* EXCERPT:
____
All posts
Architecture··10 min read·Mails.ai Team

Designing Idempotent Email Sending for AI Agents

Designing Idempotent Email Sending for AI Agents

AI agents fail. Networks drop. Retries happen. Without idempotency built into your email sending layer, those failures produce duplicate emails — a confirmation sent three times, an invoice delivered twice, a password reset that confuses the recipient. For human-operated apps this is annoying. For automated agents firing at scale, it's a trust-destroying, deliverability-killing problem.

This post walks through the mechanisms, data structures, and failure modes you need to design an idempotent email pipeline — one where sending the same logical message twice produces exactly one delivery.

What idempotency means for email

Idempotency means that repeating the same operation produces the same outcome as doing it once. For email, the outcome you want to guarantee is: one logical message results in exactly one delivery to the recipient's inbox. The challenge is that SMTP is fire-and-forget — the protocol gives you no native deduplication. You have to build it above the transport layer.

The key insight is that idempotency in email isn't about the SMTP session — it's about the intent to send. You need to capture that intent, assign it a stable identifier, and check that identifier before every send attempt. If it's been seen before and the send succeeded, skip. If it failed, retry safely. If it's in-flight, wait or deduplicate.

The idempotency key: your deduplication primitive

An idempotency key is a stable, deterministic string that uniquely identifies one logical send operation. When your agent decides "send order confirmation to user@example.com for order #4821," that decision should produce exactly one key — regardless of how many times the agent code runs.

How to construct a good key

Don't use random UUIDs generated at send time. They're different on every retry, which defeats the purpose. Instead, derive keys from the semantic content of the intent:

import hashlib
import json

def make_idempotency_key(event_type: str, entity_id: str, recipient: str, version: int = 1) -> str:
    payload = json.dumps({
        "type": event_type,
        "entity": entity_id,
        "to": recipient,
        "v": version
    }, sort_keys=True)
    return hashlib.sha256(payload.encode()).hexdigest()
____
* TASK TO COMPLETE:
Continue the post above on idempotent email sending for AI agents, picking up right after its last line.

* DATA RECORDS:
____
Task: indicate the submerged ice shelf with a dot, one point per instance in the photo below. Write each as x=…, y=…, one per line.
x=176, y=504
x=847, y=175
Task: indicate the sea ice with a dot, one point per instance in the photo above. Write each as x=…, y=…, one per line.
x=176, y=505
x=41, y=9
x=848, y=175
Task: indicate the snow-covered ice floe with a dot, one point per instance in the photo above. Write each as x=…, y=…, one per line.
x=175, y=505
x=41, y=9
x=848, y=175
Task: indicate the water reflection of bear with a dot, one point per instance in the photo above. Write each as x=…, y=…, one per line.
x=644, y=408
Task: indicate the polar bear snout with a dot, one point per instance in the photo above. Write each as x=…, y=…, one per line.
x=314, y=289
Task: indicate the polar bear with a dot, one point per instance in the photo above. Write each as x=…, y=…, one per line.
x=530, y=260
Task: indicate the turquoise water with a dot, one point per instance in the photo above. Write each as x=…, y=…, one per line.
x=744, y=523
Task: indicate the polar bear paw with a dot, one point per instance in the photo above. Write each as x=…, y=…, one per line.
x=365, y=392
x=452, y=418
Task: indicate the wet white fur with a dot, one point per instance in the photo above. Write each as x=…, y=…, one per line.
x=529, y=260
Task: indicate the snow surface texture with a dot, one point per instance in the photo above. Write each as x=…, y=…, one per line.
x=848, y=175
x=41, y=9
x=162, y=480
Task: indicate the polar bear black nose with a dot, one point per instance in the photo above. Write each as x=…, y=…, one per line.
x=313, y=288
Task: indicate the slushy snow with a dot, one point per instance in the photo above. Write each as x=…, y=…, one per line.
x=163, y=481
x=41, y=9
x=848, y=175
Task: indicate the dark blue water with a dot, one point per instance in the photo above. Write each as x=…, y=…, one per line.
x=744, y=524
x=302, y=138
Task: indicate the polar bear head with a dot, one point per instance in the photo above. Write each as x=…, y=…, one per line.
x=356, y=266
____
* TASK RESULT:
# Example: order confirmation
key = make_idempotency_key(
    event_type="order.confirmation",
    entity_id="order_4821",
    recipient="user@example.com"
)
# => stable SHA-256 regardless of when or how many times this runs

The version field matters. If you intentionally want to resend — say the order was refunded and reprocessed — bump the version. That produces a new key, which is correct behavior: it's a new logical intent.

Key scope tradeoffs

Scope Example key components Risk
Too narrow order_id + recipient Doesn't distinguish email type; suppresses legitimate resends
Too broad recipient + timestamp Collisions across distinct intents; doesn't deduplicate
Right event_type + entity_id + recipient + version Unique per logical send intent, stable across retries

The deduplication store

The key is only useful if you check it somewhere persistent before sending. That store needs to be fast (you're checking on every send attempt, potentially thousands per minute), atomic (two concurrent retries must not both pass the check), durable (a process restart can't clear it), and TTL-aware (keys for old intents can expire).

Redis with atomic SET NX EX (set if not exists, with expiry) is the standard choice:

import redis

r = redis.Redis(host='localhost', port=6379, decode_responses=True)

def attempt_send(idempotency_key: str, send_fn, ttl_seconds: int = 86400 * 7) -> dict:
    """
    Returns {"status": "sent"} or {"status": "duplicate", "original_message_id": ...}
    """
    lock_key = f"email:lock:{idempotency_key}"
    result_key = f"email:result:{idempotency_key}"

    # Atomic claim: only one caller wins this
    claimed = r.set(lock_key, "claimed", nx=True, ex=ttl_seconds)

    if not claimed:
        # Already sent or in-flight
        stored = r.get(result_key)
        if stored:
            return {"status": "duplicate", "original_message_id": stored}
        else:
            # In-flight — another process is sending right now
            return {"status": "in_flight"}

    # We won the claim — actually send
    try:
        message_id = send_fn()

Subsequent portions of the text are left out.